From the line that includes "of the small" to the last line of the data, quote each line precisely; both boundary lines belong in the answer.

(Lines of data)
--- --- ---
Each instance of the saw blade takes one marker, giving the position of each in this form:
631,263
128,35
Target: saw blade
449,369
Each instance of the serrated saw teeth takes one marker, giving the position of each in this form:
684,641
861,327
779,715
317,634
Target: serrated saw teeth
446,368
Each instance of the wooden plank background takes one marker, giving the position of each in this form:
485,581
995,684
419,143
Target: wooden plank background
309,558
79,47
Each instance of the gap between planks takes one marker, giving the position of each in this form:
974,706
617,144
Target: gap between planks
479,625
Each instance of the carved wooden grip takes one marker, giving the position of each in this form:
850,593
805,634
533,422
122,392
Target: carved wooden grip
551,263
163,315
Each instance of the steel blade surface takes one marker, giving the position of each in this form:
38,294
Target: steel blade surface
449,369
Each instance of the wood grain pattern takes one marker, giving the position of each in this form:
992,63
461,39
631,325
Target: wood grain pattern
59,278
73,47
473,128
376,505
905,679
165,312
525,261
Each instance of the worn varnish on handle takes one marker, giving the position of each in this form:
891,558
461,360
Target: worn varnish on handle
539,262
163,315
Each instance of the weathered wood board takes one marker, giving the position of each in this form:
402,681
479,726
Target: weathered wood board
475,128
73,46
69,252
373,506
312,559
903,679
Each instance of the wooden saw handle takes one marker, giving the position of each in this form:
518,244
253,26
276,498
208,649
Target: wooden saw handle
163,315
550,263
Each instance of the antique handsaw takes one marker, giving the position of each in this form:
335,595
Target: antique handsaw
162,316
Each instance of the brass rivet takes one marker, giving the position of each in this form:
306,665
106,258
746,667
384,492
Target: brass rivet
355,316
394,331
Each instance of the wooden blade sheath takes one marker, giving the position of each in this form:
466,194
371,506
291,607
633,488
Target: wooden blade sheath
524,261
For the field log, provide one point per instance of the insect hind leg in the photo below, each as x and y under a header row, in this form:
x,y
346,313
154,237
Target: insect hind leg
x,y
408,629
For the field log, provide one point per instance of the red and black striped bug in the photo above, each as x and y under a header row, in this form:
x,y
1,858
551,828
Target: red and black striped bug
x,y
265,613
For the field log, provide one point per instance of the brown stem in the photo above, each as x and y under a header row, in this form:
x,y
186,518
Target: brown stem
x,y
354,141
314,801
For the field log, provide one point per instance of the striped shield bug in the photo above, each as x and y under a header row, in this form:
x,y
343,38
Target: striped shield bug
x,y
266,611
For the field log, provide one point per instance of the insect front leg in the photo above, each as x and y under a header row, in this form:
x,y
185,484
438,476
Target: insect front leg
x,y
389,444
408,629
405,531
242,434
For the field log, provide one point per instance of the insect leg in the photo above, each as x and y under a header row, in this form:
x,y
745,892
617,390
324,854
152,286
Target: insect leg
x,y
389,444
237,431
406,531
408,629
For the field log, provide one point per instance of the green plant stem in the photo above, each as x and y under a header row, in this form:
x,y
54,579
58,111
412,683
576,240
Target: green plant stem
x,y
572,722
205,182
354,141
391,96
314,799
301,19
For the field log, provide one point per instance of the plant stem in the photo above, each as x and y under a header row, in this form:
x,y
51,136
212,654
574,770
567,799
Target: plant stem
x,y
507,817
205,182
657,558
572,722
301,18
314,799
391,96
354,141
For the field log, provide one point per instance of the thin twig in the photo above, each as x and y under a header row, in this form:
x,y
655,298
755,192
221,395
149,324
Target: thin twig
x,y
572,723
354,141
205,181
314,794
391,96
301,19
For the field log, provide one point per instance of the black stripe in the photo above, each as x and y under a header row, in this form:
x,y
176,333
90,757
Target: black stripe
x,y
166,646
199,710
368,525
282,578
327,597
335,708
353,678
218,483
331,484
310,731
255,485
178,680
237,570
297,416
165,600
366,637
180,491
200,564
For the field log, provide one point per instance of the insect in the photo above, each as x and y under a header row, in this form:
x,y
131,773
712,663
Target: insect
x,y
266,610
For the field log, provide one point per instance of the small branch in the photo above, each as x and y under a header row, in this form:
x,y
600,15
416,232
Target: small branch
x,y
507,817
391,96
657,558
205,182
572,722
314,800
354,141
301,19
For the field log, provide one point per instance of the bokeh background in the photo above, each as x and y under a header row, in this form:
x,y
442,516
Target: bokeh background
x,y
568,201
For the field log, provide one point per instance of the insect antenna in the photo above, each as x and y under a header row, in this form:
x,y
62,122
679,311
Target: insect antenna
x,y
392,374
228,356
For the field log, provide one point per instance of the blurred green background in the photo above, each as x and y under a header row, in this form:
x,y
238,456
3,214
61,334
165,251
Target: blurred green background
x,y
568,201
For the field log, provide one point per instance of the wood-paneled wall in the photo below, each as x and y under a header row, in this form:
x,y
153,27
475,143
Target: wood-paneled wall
--- --- ---
_IN RESPONSE:_
For the field log, provide one point per instance of the small branch in the photo above, each as x and y under a header row, in this form:
x,y
600,15
416,232
Target: small branch
x,y
507,817
391,96
657,558
205,182
572,722
314,800
354,141
301,19
For the field log, provide one point per instance of the bokeh background in the photo above, each as x and y under a header row, in this form:
x,y
442,516
Target: bokeh background
x,y
568,201
For the field log, provide one point per instance of the insect antenna in the photo above, each as x and y under a header row, in this form:
x,y
62,122
679,311
Target: insect antenna
x,y
392,374
228,356
For the field log, provide one point per instance of the blurred green background in the photo above, each as x and y under a header row, in this form:
x,y
238,456
3,214
61,334
165,251
Target: blurred green background
x,y
568,201
For the field log, provide one point per instance of the wood-paneled wall in the photo below, each as x and y under a header row, in this form:
x,y
153,27
475,143
Target: wood-paneled wall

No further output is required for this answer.